Problema 1:
Reescreva em forma de lista, mais curta, o parágrafo do excerto sobre o crédito à habitação que começa por «Foi tal a festa». Mantenha os factos principais.
Problema 2:
Reproduza sem qualquer alteração o trecho dos registos que vai desde a linha que contém "[find] the tan" até ao fim dos registos, incluindo essa linha.

Excerto fornecido:
+ + +

O incentivo ao crédito através das baixas taxas de juro, benefícios fiscais, o crédito bonificado e a cultura da casa própria foi a política de habitação, que serviu também para que a indústria da construção fosse o motor de um país que já pouco tinha a oferecer em termos económicos que não a construção desenfreada. Só em 2002, o Estado gastou, 767 milhões de euros (!!!) para apoiar diretamente o crédito à habitação (ainda a pagar a fatura dos bonificados), muito mais do que todos os outros programas naquele ano dedicados à promoção de habitação ou reabilitação: 87 milhões em construção pública, 57 milhões apoio arrendamento jovem, 30 milhões reabilitação de edifício, 1,3 apoio ao arrendamento1. Percebemos assim que, desde os anos 80, o Estado tem vindo a pagar uma fatura elevadíssima dos créditos bonificados que ainda permanecem e que este foi (é) um gasto muito elevado que, se tivesse sido investido diretamente em habitação de promoção pública, na reabilitação e no arrendamento, teria sido mais sustentável e benéfico para todos (menos para os bancos e promotores imobiliários, claro).

Foi uma festa, crédito com fartura, o preço das casas sempre a aumentar, quanto mais crédito fosse possível, mais caras seriam as casas, mais endividadas as famílias, os bancos portugueses foram buscar dinheiro lá fora, os bancos alemães e franceses esfregaram as mãos de contentes, foram tempos de lucros anuais milionários e distribuição rápida pelos acionistas. A economia assentou insustentavelmente na indústria da construção civil e no pato-bravismo que, aliados a câmaras de idoneidade duvidosa, transformavam em atos céleres, terrenos agrícolas em urbanizáveis, transformavam milhares em milhões de uma cartada só… os bolsos de alguns agradeciam.

Foi tal a festa que a dívida externa privada chegou na verdade a níveis completamente insustentáveis. O sobre endividamento do país e das famílias deu azo à justificação mentirosa de uma intervenção externa que no fundo pretendeu transformar essa colossal dívida privada em dívida pública, salvar os bancos quando começasse a chegar a falta de liquidez depois de rebentada a bolha, acabar em simultâneo com o Estado Social e produzir mais desemprego, para baixar salários e retirar direitos. Um plano que está a funcionar na perfeição!

+ + +

Registos listados:
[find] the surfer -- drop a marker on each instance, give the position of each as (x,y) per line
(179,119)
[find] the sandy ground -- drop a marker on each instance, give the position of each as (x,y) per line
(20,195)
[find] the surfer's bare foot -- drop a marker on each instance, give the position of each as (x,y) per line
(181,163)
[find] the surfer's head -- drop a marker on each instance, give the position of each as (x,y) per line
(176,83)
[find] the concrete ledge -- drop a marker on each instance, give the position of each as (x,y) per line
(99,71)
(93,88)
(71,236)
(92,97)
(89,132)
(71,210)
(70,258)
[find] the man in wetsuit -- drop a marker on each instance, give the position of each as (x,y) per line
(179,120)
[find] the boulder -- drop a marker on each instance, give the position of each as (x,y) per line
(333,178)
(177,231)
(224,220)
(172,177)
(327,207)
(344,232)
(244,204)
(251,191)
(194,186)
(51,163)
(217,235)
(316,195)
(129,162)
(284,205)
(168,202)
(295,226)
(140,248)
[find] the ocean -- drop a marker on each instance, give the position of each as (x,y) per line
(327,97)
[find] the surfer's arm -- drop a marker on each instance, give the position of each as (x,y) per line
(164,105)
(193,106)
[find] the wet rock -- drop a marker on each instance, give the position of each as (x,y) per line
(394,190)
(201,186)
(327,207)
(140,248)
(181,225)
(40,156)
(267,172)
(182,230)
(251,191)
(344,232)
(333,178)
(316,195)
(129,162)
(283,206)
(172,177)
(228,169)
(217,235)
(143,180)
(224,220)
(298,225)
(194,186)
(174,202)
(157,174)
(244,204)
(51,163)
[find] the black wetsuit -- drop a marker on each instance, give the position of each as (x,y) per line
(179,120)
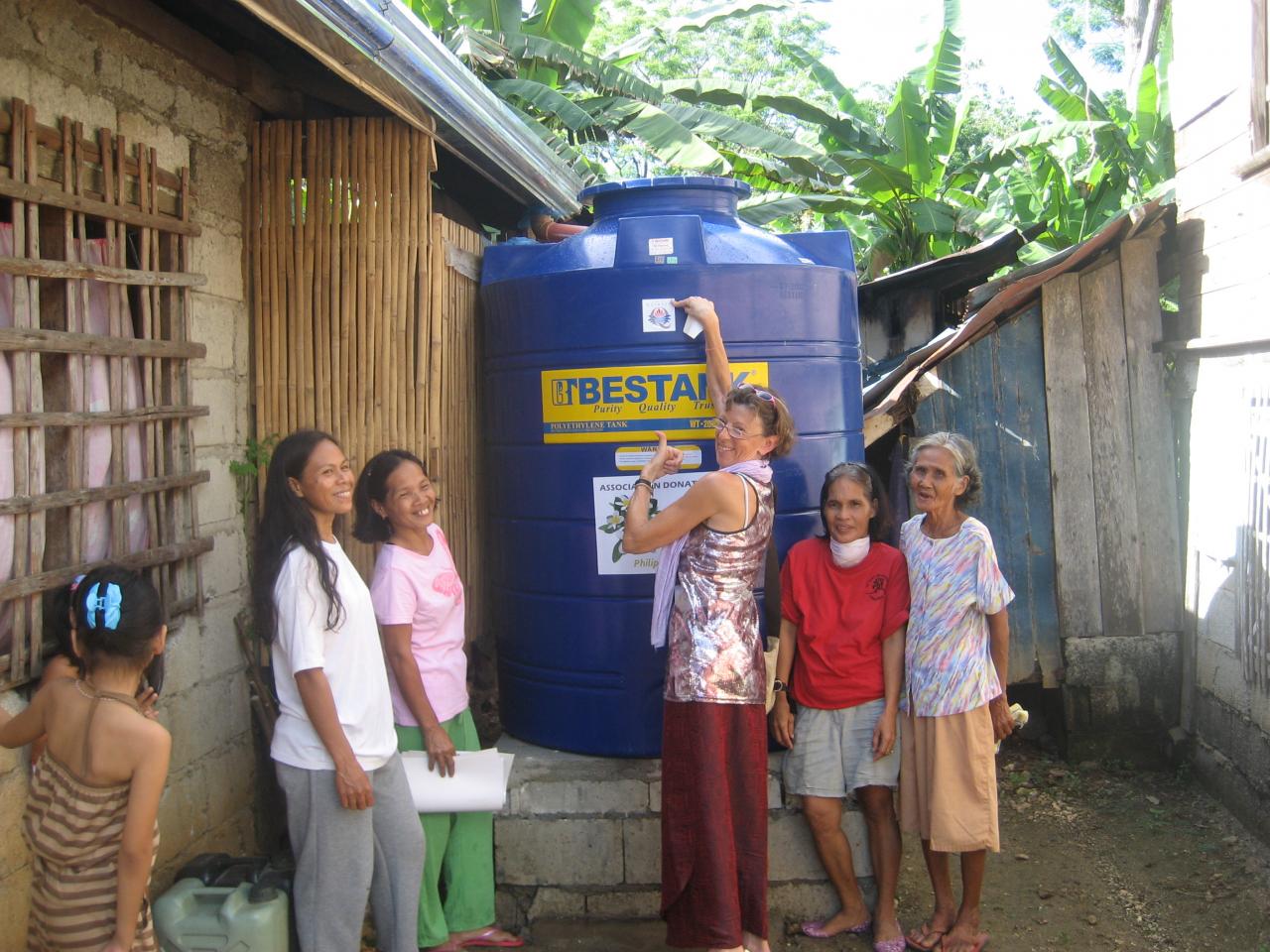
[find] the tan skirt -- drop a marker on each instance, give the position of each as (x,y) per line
(948,780)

+ + +

Resultado do exercício 1:
- A dívida externa privada atingiu níveis completamente insustentáveis.
- O sobre-endividamento do país e das famílias serviu de justificação, considerada mentirosa, para uma intervenção externa.
- Segundo o texto, essa intervenção pretendia:
  - transformar a colossal dívida privada em dívida pública;
  - salvar os bancos quando, rebentada a bolha, começasse a faltar liquidez;
  - acabar ao mesmo tempo com o Estado Social;
  - produzir mais desemprego para baixar salários e retirar direitos.
- O plano, afirma-se, está a funcionar na perfeição.

Resultado do exercício 2:
[find] the tan skirt -- drop a marker on each instance, give the position of each as (x,y) per line
(948,780)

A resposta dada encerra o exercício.